__Task to complete__. Find every line in the records below that contains the word "lips", with matching case, and copy each of those lines.

__Exercise inputs__.
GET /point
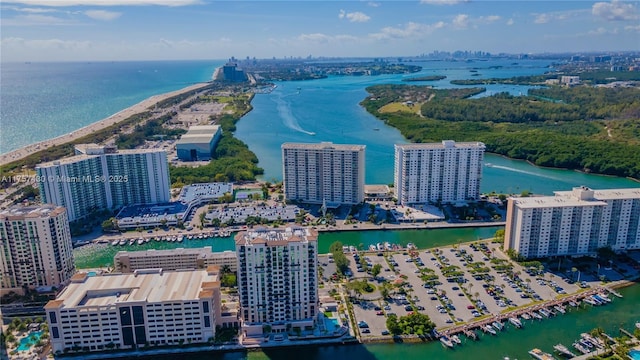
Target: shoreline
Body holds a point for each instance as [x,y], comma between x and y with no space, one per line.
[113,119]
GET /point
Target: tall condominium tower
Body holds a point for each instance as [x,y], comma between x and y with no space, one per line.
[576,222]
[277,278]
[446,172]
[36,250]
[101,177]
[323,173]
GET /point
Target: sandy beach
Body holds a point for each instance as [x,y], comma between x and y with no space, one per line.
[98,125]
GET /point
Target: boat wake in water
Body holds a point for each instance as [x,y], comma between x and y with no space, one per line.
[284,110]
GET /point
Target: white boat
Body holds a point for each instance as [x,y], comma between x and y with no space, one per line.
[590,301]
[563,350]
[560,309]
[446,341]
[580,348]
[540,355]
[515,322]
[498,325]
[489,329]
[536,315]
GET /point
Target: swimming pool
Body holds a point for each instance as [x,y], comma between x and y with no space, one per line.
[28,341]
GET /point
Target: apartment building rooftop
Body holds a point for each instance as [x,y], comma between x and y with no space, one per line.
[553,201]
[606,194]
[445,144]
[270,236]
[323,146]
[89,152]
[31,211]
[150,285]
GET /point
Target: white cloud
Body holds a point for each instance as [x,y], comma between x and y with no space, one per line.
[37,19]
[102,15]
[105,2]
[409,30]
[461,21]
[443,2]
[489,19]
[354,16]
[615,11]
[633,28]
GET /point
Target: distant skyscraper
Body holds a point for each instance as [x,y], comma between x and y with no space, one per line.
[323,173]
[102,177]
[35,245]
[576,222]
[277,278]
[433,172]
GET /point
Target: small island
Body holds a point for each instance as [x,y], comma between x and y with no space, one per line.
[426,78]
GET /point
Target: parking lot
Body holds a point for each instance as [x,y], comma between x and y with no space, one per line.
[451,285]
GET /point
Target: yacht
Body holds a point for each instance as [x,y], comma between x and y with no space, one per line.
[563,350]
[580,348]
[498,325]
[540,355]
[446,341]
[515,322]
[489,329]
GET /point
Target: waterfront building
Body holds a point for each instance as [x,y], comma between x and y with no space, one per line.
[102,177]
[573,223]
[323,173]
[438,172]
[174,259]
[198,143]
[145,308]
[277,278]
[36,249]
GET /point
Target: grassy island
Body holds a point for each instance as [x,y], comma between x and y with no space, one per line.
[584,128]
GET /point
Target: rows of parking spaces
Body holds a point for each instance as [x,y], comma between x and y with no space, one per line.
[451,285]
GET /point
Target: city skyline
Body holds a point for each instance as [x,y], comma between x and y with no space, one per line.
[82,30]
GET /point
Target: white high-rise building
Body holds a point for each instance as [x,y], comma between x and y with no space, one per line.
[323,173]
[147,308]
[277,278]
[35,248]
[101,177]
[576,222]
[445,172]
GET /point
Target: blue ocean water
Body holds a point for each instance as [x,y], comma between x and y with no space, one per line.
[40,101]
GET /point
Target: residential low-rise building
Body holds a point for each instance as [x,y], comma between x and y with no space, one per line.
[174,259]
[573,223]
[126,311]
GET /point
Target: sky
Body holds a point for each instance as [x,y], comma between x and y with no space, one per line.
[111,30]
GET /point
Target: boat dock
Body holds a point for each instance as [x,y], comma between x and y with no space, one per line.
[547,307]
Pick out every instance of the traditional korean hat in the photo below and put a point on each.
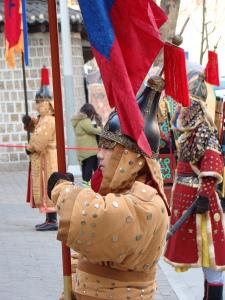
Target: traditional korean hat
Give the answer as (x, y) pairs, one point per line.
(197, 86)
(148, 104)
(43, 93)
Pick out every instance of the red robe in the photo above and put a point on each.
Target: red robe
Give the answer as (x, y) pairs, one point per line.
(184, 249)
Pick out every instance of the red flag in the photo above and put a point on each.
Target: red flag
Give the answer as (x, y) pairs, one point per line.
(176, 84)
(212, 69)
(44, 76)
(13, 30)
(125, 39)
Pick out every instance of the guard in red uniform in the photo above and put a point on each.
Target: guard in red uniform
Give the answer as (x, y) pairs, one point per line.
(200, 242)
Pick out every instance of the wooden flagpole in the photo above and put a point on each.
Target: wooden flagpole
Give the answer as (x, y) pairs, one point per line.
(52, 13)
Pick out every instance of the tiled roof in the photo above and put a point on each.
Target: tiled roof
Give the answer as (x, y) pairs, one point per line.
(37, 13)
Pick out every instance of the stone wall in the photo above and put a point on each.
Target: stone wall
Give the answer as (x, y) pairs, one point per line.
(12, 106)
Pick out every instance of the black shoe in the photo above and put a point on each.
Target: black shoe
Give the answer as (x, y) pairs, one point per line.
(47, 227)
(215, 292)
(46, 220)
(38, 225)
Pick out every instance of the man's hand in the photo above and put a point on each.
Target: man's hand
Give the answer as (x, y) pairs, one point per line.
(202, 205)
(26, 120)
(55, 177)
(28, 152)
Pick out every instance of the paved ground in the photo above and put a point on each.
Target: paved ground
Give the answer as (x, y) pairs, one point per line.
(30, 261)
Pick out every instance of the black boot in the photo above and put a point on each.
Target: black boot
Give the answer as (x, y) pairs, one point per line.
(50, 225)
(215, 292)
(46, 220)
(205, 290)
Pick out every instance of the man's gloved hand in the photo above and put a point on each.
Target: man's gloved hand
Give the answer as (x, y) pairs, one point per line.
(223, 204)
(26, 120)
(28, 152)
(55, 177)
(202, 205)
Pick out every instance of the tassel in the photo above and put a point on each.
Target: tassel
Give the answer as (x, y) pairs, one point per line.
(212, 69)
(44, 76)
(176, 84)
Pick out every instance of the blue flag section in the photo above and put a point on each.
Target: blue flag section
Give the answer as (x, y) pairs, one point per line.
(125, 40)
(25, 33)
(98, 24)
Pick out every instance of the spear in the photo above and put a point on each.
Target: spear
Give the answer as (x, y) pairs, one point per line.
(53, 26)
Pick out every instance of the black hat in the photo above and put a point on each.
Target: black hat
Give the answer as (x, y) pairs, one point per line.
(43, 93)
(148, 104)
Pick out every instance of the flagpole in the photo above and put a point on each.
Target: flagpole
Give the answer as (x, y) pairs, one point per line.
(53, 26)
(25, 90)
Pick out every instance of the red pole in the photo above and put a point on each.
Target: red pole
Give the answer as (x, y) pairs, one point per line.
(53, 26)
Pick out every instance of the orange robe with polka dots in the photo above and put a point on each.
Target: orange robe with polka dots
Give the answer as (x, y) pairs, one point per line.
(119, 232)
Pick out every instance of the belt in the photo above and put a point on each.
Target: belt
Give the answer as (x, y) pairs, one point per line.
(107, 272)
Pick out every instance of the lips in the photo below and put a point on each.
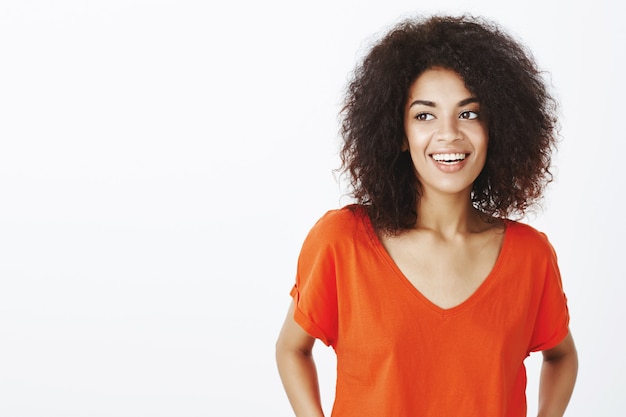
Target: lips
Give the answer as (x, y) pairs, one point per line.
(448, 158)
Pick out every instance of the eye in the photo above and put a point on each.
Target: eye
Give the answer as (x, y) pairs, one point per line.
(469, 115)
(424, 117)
---
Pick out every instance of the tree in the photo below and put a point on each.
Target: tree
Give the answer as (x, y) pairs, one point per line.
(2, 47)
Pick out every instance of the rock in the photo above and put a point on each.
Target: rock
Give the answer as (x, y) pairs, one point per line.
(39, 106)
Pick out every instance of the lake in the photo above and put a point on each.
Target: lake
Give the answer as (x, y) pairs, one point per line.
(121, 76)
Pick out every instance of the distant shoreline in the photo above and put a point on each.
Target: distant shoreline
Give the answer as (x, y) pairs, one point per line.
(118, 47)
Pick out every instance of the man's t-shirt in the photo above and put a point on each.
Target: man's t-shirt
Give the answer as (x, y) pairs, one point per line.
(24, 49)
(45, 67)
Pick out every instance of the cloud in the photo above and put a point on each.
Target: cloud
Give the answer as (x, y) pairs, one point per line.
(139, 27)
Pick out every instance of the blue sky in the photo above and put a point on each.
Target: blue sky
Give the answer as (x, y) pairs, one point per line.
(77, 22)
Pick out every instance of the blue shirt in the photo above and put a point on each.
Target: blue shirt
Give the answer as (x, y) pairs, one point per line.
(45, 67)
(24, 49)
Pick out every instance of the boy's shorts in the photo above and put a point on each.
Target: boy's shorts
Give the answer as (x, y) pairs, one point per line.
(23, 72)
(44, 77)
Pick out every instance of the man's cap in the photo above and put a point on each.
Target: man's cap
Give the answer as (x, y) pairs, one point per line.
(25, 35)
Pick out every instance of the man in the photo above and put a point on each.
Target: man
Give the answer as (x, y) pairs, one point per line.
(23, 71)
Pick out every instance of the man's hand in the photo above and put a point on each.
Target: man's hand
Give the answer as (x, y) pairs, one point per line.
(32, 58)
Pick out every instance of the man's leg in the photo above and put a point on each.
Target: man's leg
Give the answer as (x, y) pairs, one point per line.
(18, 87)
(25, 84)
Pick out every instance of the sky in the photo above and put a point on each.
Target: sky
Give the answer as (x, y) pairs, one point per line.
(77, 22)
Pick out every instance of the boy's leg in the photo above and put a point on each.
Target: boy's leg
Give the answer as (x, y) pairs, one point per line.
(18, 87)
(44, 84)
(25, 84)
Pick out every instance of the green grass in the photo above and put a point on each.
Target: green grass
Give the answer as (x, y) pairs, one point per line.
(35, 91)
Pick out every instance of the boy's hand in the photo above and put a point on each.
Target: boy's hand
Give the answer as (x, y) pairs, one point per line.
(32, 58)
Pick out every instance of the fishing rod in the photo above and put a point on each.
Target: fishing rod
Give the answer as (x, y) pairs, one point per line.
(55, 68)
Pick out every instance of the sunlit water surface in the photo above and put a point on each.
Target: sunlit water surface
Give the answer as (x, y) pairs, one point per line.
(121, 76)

__Task solution__.
Pick out every instance of the lips in the photo below and put a point on each.
Target: lips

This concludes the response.